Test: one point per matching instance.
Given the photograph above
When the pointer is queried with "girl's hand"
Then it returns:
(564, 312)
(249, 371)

• Exercise directions: Print every line of the records above word for word, without changing anything.

• Result for this task:
Test: one point per matching instance.
Given the photograph above
When the pointer is queried with "girl's hand"
Then it returns:
(564, 312)
(249, 371)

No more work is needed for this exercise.